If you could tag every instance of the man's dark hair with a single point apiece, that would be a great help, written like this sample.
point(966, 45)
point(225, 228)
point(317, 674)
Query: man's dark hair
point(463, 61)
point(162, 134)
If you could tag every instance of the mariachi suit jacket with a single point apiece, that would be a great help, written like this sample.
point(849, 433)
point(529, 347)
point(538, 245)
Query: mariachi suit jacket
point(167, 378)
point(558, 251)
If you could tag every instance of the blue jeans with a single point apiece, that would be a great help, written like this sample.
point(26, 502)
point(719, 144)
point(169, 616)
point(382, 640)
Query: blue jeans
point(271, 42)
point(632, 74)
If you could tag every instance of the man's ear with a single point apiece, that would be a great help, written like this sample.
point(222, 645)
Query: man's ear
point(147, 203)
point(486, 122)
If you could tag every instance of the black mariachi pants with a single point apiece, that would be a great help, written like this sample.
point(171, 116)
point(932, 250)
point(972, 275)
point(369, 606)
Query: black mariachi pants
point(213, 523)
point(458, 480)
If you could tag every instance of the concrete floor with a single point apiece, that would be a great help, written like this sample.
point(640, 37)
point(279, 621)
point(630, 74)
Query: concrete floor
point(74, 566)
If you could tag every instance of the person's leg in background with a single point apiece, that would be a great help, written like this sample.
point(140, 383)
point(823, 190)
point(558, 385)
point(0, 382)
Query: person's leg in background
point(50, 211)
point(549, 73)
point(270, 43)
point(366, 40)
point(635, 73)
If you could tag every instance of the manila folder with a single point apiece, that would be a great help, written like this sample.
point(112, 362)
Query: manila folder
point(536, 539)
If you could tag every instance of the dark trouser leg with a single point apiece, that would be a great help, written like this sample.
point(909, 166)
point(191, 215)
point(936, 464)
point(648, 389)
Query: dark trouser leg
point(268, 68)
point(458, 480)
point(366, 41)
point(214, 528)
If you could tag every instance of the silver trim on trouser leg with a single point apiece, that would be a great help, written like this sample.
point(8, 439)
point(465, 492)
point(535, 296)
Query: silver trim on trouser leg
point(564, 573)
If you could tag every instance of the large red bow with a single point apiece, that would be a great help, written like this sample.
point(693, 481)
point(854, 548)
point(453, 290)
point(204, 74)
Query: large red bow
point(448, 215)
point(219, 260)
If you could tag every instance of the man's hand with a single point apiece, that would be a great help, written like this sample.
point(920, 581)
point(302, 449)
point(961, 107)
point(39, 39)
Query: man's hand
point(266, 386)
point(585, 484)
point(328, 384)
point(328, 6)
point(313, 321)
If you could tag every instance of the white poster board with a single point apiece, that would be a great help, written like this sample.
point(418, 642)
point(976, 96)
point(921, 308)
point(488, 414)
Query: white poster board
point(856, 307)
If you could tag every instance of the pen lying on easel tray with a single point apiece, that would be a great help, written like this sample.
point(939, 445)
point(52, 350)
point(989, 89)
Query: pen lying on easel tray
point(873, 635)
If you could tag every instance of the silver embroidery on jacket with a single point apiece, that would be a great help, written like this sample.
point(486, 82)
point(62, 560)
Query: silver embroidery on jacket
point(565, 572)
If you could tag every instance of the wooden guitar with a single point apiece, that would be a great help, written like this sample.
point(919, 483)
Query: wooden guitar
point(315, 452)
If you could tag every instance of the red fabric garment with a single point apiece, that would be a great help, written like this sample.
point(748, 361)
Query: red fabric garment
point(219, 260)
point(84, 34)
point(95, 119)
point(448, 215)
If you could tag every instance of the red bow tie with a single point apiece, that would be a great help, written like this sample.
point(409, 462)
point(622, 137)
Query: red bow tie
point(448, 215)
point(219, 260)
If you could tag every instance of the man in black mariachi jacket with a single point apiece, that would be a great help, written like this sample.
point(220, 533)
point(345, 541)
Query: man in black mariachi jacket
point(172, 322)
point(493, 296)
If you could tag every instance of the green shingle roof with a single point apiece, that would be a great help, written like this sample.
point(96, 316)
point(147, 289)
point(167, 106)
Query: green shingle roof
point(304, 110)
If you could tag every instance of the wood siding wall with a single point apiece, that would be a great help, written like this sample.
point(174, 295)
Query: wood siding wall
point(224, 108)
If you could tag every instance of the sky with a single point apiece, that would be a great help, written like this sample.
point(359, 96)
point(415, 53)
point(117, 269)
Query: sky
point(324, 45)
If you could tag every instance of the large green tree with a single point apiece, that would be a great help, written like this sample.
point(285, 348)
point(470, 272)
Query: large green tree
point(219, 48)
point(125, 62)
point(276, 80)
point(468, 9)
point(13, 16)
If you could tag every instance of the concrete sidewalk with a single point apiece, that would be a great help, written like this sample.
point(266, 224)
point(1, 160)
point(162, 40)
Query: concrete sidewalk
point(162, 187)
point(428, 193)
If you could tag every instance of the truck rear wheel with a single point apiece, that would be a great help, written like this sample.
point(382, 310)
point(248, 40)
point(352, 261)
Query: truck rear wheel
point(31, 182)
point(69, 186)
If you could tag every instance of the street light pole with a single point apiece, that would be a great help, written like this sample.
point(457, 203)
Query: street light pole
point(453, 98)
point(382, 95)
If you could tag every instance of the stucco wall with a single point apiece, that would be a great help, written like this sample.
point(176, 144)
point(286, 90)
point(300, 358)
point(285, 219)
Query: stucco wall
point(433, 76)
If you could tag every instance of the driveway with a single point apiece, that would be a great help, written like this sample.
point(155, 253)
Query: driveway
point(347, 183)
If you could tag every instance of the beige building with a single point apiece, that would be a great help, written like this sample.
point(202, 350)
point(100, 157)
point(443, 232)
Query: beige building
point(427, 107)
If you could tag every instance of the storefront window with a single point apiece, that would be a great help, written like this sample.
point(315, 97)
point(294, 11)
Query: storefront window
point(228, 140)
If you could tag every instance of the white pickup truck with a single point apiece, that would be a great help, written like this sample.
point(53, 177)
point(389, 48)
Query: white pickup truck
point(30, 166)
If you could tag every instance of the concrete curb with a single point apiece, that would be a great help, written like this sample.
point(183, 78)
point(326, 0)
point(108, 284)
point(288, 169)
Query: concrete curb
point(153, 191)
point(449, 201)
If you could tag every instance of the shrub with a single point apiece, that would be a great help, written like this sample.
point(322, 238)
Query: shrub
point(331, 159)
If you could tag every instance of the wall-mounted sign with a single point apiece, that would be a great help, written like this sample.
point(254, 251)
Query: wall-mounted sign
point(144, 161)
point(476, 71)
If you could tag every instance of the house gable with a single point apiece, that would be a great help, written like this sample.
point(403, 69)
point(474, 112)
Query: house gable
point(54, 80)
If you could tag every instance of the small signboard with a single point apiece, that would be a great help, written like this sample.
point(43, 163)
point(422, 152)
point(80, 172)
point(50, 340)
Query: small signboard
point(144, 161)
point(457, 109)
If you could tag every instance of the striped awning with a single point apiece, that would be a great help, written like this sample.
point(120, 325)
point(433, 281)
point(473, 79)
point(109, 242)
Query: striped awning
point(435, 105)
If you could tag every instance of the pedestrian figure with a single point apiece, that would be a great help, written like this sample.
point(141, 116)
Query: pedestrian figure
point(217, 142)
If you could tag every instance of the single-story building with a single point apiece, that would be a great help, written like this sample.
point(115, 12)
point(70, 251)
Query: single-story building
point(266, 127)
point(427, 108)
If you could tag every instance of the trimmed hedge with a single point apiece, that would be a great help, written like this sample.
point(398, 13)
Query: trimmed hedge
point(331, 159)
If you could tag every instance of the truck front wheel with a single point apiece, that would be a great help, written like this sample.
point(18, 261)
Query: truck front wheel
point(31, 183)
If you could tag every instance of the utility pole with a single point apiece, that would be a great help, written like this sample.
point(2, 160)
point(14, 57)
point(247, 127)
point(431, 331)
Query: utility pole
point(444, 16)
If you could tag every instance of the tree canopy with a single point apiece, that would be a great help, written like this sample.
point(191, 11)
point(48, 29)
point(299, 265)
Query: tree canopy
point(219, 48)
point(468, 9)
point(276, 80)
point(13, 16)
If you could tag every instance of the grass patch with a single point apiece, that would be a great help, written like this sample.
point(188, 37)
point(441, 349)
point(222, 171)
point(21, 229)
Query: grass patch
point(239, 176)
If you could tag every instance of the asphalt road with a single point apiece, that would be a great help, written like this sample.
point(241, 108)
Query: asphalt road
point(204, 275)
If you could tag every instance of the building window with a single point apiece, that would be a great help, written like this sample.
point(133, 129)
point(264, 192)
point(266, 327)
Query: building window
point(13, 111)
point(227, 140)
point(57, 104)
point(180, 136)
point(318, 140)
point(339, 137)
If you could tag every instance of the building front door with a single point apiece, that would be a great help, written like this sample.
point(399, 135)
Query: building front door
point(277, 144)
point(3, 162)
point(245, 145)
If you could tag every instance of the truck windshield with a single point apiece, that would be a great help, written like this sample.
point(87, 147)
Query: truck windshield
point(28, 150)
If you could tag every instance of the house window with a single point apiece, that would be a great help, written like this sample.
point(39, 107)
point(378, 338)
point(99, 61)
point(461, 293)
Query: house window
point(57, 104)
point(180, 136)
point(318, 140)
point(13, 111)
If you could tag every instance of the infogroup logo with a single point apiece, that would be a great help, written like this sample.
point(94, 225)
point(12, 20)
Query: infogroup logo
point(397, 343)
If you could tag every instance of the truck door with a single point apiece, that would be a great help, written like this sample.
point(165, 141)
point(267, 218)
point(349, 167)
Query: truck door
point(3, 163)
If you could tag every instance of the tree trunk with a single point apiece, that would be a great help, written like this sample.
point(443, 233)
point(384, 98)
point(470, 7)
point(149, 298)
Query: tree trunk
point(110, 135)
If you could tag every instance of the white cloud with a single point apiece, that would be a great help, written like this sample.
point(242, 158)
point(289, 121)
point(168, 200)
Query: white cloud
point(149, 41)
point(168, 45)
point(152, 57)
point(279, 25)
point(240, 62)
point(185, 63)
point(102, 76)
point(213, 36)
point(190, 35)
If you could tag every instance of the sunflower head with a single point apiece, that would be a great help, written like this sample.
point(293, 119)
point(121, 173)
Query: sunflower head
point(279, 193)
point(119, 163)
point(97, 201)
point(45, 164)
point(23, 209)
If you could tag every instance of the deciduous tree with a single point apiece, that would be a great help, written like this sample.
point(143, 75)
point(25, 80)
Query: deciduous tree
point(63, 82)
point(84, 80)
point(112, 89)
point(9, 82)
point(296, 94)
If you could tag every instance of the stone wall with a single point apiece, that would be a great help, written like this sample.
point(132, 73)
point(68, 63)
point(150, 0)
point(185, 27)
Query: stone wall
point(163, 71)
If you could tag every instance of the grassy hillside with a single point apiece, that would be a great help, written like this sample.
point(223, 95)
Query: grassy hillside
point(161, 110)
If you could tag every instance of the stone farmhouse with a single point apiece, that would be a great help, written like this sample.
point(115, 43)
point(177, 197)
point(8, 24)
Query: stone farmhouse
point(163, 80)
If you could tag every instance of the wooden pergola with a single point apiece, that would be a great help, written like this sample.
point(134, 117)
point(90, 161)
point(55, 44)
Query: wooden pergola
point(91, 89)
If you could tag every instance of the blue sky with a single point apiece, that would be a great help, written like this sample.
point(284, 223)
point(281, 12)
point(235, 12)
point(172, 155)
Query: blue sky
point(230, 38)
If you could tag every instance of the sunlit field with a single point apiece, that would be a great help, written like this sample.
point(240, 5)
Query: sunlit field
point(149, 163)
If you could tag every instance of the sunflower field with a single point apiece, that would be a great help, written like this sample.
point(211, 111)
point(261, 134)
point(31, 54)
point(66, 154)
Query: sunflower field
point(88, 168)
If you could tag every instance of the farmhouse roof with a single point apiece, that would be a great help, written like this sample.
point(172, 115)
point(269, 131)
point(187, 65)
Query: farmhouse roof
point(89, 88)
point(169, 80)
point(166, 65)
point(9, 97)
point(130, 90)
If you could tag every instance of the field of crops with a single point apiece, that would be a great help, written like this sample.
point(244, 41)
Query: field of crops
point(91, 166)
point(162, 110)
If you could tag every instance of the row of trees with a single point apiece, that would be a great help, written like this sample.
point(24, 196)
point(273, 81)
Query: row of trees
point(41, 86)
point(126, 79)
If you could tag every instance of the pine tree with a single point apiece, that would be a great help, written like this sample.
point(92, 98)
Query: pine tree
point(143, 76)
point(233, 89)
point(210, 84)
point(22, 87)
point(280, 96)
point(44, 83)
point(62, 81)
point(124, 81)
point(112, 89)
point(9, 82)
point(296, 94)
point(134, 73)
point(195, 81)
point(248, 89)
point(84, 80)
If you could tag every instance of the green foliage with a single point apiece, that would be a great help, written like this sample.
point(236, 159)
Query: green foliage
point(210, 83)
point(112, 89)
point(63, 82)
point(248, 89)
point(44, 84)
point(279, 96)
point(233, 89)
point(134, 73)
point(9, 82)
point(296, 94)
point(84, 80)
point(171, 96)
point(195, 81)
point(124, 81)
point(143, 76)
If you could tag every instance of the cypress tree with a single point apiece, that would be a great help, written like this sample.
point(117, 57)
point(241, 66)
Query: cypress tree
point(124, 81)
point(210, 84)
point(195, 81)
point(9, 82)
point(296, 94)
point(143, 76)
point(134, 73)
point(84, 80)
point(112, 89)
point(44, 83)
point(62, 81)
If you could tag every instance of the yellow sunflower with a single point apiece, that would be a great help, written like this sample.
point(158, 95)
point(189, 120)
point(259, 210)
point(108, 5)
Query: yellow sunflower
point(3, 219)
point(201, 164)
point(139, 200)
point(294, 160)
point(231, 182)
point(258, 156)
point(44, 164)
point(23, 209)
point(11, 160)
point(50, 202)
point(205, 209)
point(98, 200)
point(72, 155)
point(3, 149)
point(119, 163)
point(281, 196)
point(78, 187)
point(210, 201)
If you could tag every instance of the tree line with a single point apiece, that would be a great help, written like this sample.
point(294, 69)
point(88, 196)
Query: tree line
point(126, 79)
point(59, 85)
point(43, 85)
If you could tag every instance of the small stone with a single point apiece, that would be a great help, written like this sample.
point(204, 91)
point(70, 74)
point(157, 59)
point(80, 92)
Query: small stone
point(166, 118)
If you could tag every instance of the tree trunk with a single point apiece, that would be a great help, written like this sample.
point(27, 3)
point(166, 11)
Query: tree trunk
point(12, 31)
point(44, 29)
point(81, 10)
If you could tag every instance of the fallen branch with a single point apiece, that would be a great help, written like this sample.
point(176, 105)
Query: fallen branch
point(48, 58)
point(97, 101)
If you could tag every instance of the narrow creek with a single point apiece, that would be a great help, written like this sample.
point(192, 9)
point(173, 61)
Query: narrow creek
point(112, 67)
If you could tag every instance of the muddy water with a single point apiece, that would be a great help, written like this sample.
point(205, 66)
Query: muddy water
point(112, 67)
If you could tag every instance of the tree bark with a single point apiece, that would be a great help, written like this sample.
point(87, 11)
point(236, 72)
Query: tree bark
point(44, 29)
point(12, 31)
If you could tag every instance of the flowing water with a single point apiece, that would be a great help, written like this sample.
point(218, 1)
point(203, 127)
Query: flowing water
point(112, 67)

════════

_Do this_
Please arrange the lines of the listing above, from the line with "If you could tag every instance of the farmhouse" up to and including the line with "point(162, 110)", as a JSON list of strings with one string per line and blank lines left out.

_Final result_
[
  "If you could tag every instance of the farmhouse roof with a single point apiece, that would be a great help, written like this sample.",
  "point(172, 115)",
  "point(269, 131)",
  "point(187, 65)",
  "Query: farmhouse roof",
  "point(89, 88)",
  "point(169, 80)",
  "point(166, 65)",
  "point(9, 97)",
  "point(130, 90)",
  "If you could tag every instance of the field of crops with a single point apiece, that would be a great help, written like this sample.",
  "point(244, 41)",
  "Query: field of crops",
  "point(91, 166)",
  "point(162, 110)"
]